start

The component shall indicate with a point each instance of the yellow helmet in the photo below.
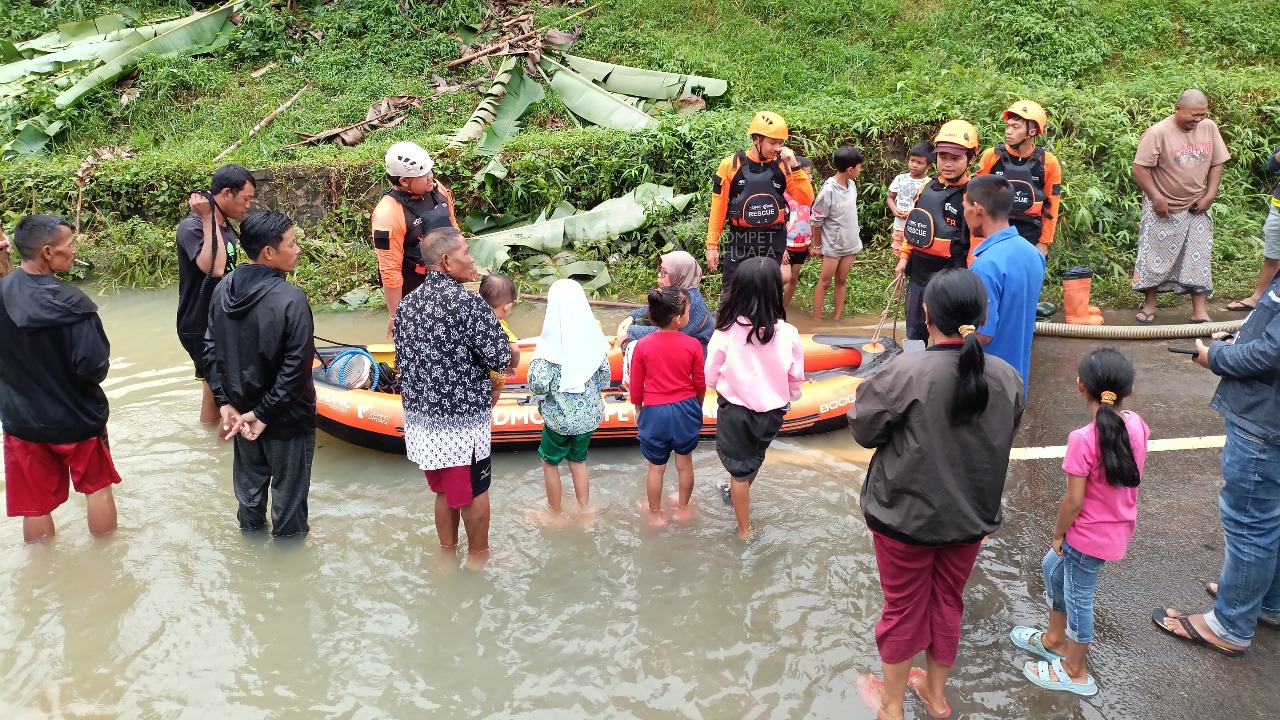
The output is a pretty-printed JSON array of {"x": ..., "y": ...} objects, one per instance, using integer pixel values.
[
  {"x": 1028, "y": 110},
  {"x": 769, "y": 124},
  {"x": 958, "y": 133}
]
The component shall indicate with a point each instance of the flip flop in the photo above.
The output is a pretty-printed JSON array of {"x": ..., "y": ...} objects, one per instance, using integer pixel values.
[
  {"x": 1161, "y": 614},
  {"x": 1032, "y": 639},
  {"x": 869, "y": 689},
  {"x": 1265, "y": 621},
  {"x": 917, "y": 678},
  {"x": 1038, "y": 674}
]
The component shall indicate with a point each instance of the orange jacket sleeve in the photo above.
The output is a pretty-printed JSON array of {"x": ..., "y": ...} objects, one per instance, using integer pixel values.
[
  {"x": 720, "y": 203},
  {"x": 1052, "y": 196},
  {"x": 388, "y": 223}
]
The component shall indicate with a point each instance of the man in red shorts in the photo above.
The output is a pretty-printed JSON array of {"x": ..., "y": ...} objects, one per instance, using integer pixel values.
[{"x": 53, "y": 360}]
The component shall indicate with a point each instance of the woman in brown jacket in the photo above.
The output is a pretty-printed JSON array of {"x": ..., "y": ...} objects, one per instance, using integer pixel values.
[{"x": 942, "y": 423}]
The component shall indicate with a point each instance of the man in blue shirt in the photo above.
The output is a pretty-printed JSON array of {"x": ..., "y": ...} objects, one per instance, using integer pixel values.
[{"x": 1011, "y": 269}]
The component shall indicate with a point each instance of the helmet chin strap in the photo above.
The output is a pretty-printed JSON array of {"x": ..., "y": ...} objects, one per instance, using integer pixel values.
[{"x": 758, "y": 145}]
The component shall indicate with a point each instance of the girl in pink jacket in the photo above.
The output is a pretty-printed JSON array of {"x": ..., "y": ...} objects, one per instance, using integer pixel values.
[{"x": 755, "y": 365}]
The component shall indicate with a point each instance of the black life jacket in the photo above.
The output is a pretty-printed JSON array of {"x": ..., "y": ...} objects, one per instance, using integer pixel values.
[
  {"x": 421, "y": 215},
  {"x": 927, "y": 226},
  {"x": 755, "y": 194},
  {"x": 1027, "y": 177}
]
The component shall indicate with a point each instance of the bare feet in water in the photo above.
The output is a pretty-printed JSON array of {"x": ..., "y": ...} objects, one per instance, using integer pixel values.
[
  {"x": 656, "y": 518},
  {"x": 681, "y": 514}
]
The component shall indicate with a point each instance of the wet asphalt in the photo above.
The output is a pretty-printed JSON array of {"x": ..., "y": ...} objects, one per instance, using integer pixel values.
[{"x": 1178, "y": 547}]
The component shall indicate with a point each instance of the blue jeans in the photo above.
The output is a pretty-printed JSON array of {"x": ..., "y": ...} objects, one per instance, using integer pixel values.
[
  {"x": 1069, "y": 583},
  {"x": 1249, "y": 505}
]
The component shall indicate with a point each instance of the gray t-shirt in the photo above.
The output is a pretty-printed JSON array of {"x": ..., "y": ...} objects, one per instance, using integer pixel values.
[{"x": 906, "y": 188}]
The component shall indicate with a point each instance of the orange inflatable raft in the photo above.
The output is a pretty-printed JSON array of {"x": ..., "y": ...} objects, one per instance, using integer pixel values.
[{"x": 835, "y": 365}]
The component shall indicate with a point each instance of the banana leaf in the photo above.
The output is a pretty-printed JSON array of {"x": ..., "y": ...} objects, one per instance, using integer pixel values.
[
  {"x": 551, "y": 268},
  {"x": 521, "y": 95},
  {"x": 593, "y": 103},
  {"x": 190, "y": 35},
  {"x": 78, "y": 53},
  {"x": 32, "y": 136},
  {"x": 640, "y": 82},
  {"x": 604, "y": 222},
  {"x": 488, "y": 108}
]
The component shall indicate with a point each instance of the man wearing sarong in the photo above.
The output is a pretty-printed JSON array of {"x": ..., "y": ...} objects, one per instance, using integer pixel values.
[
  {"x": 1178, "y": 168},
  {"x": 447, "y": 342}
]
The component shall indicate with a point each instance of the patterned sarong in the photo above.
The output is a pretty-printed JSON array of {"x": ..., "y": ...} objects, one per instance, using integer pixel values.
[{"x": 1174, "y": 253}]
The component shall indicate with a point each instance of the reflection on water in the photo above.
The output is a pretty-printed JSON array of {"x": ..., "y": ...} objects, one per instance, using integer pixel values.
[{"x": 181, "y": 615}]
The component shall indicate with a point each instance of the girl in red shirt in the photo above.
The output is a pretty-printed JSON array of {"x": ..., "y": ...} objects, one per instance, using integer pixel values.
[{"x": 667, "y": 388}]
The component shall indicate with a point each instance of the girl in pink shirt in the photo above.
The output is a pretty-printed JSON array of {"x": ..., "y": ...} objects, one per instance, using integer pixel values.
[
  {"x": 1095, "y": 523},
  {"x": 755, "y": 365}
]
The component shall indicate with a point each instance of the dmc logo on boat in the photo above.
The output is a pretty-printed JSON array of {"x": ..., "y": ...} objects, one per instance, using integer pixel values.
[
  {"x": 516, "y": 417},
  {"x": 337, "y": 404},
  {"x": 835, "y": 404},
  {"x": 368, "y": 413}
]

end

**What you are asked to do**
Reproduce all of the items above verbatim, leaving out the pictures.

**Task result**
The component shall indicate with a point each instance of the yellow helmet in the photo below.
The output is a pretty-printed JSON array of {"x": ..., "y": ...} objects, one per instance, using integer pixel values.
[
  {"x": 1028, "y": 110},
  {"x": 769, "y": 124},
  {"x": 958, "y": 133}
]
The component shall indicate with a point each instance of the flip flop in the photo above.
The output is a pretty-printed JSON array of {"x": ..., "y": ...} objects, one per instance, using integer pixel values.
[
  {"x": 1161, "y": 614},
  {"x": 1032, "y": 639},
  {"x": 869, "y": 689},
  {"x": 1265, "y": 621},
  {"x": 917, "y": 678},
  {"x": 1038, "y": 674}
]
The component shall indicate with a point each instance of the orange jacket sleeve in the photo above.
The output is a pretty-printed JSON array of {"x": ..., "y": ...} objects, one per instance, using integer pixel values.
[
  {"x": 720, "y": 203},
  {"x": 1052, "y": 196},
  {"x": 388, "y": 223}
]
The component shall indicate with a point each instance of the man in red shorts in the photo above.
The output is a pretty-printed JSON array of {"x": ..., "y": ...} objects, one per instance, using integer pixel values.
[{"x": 53, "y": 360}]
The component shall indicate with a point each instance of the woman in brown jacket in the photo above.
The output is a pretty-printed JSON array of {"x": ..., "y": ...} objects, one per instance, using integer pixel values.
[{"x": 942, "y": 423}]
The component shall indicate with a point each instance of the man in blue shirt in the photo above.
The output is a pretty-printed JSON array of {"x": ..., "y": ...} objects, one per instance, using integer pixel values.
[{"x": 1011, "y": 269}]
The component shall indicate with a point each instance of the helmet chin strap in the photo above.
The output is a pretty-printed JSON array of {"x": ..., "y": ...} objects, one per instance, using integer pixel values.
[{"x": 758, "y": 145}]
The component shall indicate with a point each instance of the girl in pink jacket in the photo above.
The output is a pretty-printed JSON array of {"x": ..., "y": ...} objects, one per instance, using integer pixel values.
[{"x": 755, "y": 365}]
The component shall indicate with a point each instance of the black life jacket in the photo above.
The output is a pretty-printed JSON array of {"x": ..., "y": ...} objects, one per instance, using integer pixel values.
[
  {"x": 421, "y": 215},
  {"x": 927, "y": 226},
  {"x": 755, "y": 194},
  {"x": 1027, "y": 177}
]
The component shall indicate with a point each instance of the bare feet in water in the photo above.
The output is a pretty-printed JSON array of {"x": ..., "y": ...} objects, one per instance, using integer pixel values.
[
  {"x": 656, "y": 518},
  {"x": 681, "y": 514}
]
The component shall indicate with a point each instance of the wet asphalt in the photo above.
The output is a pretty-printed JSON array of {"x": ..., "y": ...} objects, one per instance, using integer pixel values.
[{"x": 1178, "y": 547}]
The component shall indicate with a point each instance of the blue jeans in the photo above.
The output is a pretty-printed JSON array of {"x": ..., "y": ...} objects, one per instance, using integer pixel values.
[
  {"x": 1069, "y": 583},
  {"x": 1249, "y": 505}
]
The component shall indicate with a point each instance of the gray t-shirt in the photo above.
The output is a pretty-printed JSON array of {"x": ..., "y": ...} objects, one per instance, using integer pixel values.
[{"x": 906, "y": 188}]
The component shall indicate with a point each instance of the orange inflatable raft in the photo above.
The output is a pretty-printed JSON array of {"x": ..., "y": ...} objects, one per instance, using integer pixel values.
[{"x": 835, "y": 365}]
The component shall indicate with a point each instance of the banana leaf in the photo above.
The output is a pretty-printed JSON array of {"x": ..., "y": ...} objects, one per instance, using integer pixel values.
[
  {"x": 551, "y": 268},
  {"x": 521, "y": 95},
  {"x": 593, "y": 103},
  {"x": 190, "y": 35},
  {"x": 78, "y": 53},
  {"x": 32, "y": 136},
  {"x": 640, "y": 82},
  {"x": 604, "y": 222},
  {"x": 488, "y": 108}
]
The component shall indicate with a point each instance of the man wearing sarong in the photo above.
The output is a pretty-printed JSON array of {"x": ..., "y": ...} objects, one per instance, using integer pixel values.
[
  {"x": 1178, "y": 168},
  {"x": 447, "y": 342}
]
The component shall indicate with a point each instance of the patterned sarong in the photo above.
The output is a pretty-printed JSON array of {"x": ..., "y": ...} objects, one per instance, using integer pixel values.
[{"x": 1174, "y": 253}]
The component shall indicate with a point each instance of the reflection on water in the photo above.
The output is a pretty-printed JSON array of {"x": ..., "y": ...} objects, one per instance, using integer pixel values.
[{"x": 181, "y": 615}]
The component shall indicate with a point each instance of the girl in red shirt in the photo above.
The output is a pretty-printed JSON array of {"x": ..., "y": ...} objects, one per instance, using integer pixel values.
[{"x": 667, "y": 388}]
The component shall indicate with a point each instance of the girl in pink shirt in the photo above.
The output is a pretty-printed JSON array of {"x": ..., "y": ...} objects, one per instance, using integer pixel values.
[
  {"x": 1095, "y": 523},
  {"x": 755, "y": 365}
]
The component shall indicate with a point each instance of the dmc logo on boat in the photo above.
The output is a pretty-printed JSON array of {"x": ..., "y": ...} objects, one per instance, using integer pixel values.
[
  {"x": 516, "y": 417},
  {"x": 337, "y": 404},
  {"x": 835, "y": 404},
  {"x": 368, "y": 413}
]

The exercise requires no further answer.